> **WHAT THE TASK ASKS**: Please scale the rows from the line containing "[spot] the no" through the end of the rows, inclusive, and give only those lines again, requests included. Multiply every x and y coordinate in the answers by 2.15 and round each to a whole number, rounding halves up.

> **RECORDS SHOWN**:

┏━━

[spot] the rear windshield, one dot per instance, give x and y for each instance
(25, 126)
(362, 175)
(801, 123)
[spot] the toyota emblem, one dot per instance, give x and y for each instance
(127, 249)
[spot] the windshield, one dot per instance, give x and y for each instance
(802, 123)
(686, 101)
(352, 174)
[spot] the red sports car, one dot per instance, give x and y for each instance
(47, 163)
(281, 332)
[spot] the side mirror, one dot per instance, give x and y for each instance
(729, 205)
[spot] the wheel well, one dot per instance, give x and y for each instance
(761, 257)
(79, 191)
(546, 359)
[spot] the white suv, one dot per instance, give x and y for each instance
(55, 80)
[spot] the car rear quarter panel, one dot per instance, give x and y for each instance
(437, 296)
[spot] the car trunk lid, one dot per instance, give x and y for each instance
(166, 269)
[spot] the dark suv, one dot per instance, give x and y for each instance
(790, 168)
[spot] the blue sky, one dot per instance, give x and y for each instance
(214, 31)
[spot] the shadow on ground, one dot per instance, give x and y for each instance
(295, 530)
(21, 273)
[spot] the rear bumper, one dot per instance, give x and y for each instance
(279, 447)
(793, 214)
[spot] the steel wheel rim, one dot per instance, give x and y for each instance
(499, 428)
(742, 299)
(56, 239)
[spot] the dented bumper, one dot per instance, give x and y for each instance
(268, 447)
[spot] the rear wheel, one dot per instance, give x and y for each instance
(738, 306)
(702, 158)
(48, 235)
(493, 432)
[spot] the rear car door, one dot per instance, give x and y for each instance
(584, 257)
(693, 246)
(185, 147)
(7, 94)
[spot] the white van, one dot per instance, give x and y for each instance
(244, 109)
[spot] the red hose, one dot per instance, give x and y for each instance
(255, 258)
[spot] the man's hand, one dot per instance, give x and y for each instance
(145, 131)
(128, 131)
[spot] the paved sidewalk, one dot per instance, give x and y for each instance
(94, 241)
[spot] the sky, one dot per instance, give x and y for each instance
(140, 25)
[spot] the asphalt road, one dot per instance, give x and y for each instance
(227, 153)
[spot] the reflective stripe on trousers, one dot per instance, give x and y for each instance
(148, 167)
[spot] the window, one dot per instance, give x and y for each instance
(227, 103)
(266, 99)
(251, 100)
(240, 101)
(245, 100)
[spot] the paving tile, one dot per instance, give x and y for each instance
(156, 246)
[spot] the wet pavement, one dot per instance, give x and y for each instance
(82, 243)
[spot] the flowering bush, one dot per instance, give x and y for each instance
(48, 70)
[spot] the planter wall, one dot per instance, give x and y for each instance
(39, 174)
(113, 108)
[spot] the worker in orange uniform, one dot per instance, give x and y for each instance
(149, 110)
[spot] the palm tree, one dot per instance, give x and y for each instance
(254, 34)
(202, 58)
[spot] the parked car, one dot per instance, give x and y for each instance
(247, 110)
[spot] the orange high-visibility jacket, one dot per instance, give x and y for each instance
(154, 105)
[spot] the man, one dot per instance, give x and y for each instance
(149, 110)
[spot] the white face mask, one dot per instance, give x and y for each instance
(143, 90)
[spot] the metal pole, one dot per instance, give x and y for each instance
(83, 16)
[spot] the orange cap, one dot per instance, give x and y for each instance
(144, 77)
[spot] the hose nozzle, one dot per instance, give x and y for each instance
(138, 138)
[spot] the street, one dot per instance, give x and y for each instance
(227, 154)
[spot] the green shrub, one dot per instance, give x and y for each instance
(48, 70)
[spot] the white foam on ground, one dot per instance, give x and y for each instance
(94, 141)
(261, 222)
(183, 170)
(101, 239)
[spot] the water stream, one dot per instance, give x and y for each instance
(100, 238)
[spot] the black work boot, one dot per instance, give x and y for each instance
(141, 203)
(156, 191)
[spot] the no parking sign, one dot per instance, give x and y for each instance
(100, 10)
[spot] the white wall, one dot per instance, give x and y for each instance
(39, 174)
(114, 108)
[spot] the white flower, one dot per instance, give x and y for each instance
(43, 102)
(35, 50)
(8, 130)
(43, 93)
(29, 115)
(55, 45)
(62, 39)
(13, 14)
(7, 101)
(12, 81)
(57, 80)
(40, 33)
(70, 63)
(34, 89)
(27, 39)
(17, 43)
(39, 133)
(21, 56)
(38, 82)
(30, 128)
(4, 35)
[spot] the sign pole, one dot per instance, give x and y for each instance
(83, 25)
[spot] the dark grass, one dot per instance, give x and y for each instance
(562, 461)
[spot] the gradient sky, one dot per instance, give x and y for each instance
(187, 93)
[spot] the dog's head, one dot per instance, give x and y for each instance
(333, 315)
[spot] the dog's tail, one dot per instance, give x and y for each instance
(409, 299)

┗━━

> **WRITTEN RESPONSE**:
[spot] the no parking sign, one dot per instance, give x and y for each instance
(215, 22)
[spot] the white wall, one dot per instance, give x and y for each instance
(84, 374)
(245, 232)
[spot] the white flower, one dot per instance, give x and y for each instance
(92, 219)
(75, 108)
(17, 280)
(92, 200)
(62, 247)
(118, 97)
(133, 84)
(28, 30)
(15, 217)
(26, 174)
(123, 172)
(86, 71)
(151, 135)
(73, 191)
(58, 84)
(37, 92)
(84, 286)
(45, 120)
(82, 176)
(65, 275)
(9, 75)
[spot] the sign pole, one dot per instance, give x and y for each instance
(178, 54)
[spot] the dark grass, one dot per instance, give x and y for each instance
(1208, 991)
[spot] the gradient sky, one dot per instance, give x and y for each instance
(402, 200)
[spot] the dog's head, one dot per instance, give x and y for each instance
(716, 677)
[spot] the dog's tail, one dot per instance, give x and y for each instance
(879, 643)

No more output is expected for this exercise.